= WRITTEN TASK =
Copy all of the data below verbatim, leaving out any pictures.

(Records from a point-labeling set)
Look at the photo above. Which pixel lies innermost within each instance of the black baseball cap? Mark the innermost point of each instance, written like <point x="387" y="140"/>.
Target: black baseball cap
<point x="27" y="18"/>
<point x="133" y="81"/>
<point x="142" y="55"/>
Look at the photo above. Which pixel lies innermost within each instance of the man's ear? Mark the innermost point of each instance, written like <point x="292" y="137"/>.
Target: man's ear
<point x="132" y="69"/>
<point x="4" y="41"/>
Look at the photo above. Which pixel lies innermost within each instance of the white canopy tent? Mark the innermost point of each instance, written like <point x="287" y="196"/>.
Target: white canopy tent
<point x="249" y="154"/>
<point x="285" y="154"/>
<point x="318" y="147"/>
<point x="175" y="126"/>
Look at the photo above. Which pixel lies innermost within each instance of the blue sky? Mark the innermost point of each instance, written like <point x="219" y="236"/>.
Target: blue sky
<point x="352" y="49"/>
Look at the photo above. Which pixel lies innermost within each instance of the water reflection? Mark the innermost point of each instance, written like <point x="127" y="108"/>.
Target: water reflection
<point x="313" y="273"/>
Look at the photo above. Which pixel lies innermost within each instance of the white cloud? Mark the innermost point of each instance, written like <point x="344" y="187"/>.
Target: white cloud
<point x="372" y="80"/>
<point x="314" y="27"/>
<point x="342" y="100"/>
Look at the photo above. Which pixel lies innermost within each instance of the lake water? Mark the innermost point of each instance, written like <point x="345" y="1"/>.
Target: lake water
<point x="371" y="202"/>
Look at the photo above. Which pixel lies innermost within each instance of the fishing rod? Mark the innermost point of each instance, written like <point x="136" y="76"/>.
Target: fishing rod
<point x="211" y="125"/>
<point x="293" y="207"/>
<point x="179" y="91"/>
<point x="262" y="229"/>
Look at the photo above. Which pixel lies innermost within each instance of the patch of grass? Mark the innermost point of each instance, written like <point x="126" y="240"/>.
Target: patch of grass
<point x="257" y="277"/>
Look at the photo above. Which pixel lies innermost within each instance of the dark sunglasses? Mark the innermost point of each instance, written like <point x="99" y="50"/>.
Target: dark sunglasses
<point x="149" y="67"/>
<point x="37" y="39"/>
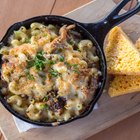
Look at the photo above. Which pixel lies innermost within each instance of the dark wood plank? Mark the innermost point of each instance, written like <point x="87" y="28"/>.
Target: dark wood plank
<point x="62" y="7"/>
<point x="18" y="10"/>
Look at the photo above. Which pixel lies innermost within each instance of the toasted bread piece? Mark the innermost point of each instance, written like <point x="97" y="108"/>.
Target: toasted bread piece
<point x="138" y="44"/>
<point x="121" y="55"/>
<point x="123" y="84"/>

= ANSWER FOR THIS EXERCISE =
Look at the photo above. Which pixel lies innermost within each instance of the black baseball cap? Mark the innermost point of each instance, written like <point x="387" y="140"/>.
Target: black baseball cap
<point x="27" y="18"/>
<point x="133" y="81"/>
<point x="142" y="55"/>
Look at the photo above. Which pixel lies innermost within each instance of the man's ear? Mark the innermost point of each instance, written like <point x="292" y="137"/>.
Target: man's ear
<point x="132" y="69"/>
<point x="4" y="41"/>
Look at the photo above. Which pixel lies innermost within each instance of the white canopy tent? Mark the innermost point of each instance, written like <point x="287" y="196"/>.
Target: white canopy tent
<point x="249" y="154"/>
<point x="285" y="154"/>
<point x="318" y="147"/>
<point x="175" y="126"/>
Look at the photo above. Which pixel lies innermost within each instance of the blue sky? Mark the innermost point of each instance, written like <point x="219" y="236"/>.
Target: blue sky
<point x="352" y="49"/>
Look at the photo above. Which pixel lies innermost within each instance of the water reflection? Mark the innermost point of each instance, written like <point x="127" y="108"/>.
Target: water reflection
<point x="313" y="273"/>
Look at the photo above. Which pixel lies innermost within each instance of the white cloud? Mark the innermost point of each instance, written like <point x="344" y="187"/>.
Target: white cloud
<point x="372" y="80"/>
<point x="314" y="27"/>
<point x="342" y="100"/>
Look at the photo above. Which pixel lies innermost within each instance of the lake water? Mark the innermost point of each instance, written like <point x="345" y="1"/>.
Target: lake water
<point x="371" y="202"/>
Look at the photo above. Which pixel lies innermost within each instance of the fishing rod? Mark the innermost point of each instance, written like <point x="136" y="76"/>.
Target: fishing rod
<point x="211" y="125"/>
<point x="293" y="207"/>
<point x="179" y="91"/>
<point x="262" y="229"/>
Look at the photo above. Which pixel lies innermost within each instance of the patch of grass? Mark the innermost point of each instance, written like <point x="126" y="240"/>.
Target: patch of grass
<point x="257" y="277"/>
Look at the photo above. Which pixel lies innermost within each instance of the dark sunglasses? Mark the innermost point of each instance, written like <point x="99" y="50"/>.
Target: dark sunglasses
<point x="149" y="67"/>
<point x="37" y="39"/>
Look at the photo above. Which pixel lies innermost within each instance of the dark wood plank? Mark the innermost point of each instance, written like <point x="87" y="28"/>.
Target: dark wood plank
<point x="62" y="7"/>
<point x="18" y="10"/>
Look at the photo above. Which pixel lies innermost within each instance of the toasted bread piece? Mark the innermost point of each instance, written like <point x="97" y="108"/>.
Target: toasted bread piece
<point x="138" y="44"/>
<point x="121" y="55"/>
<point x="123" y="84"/>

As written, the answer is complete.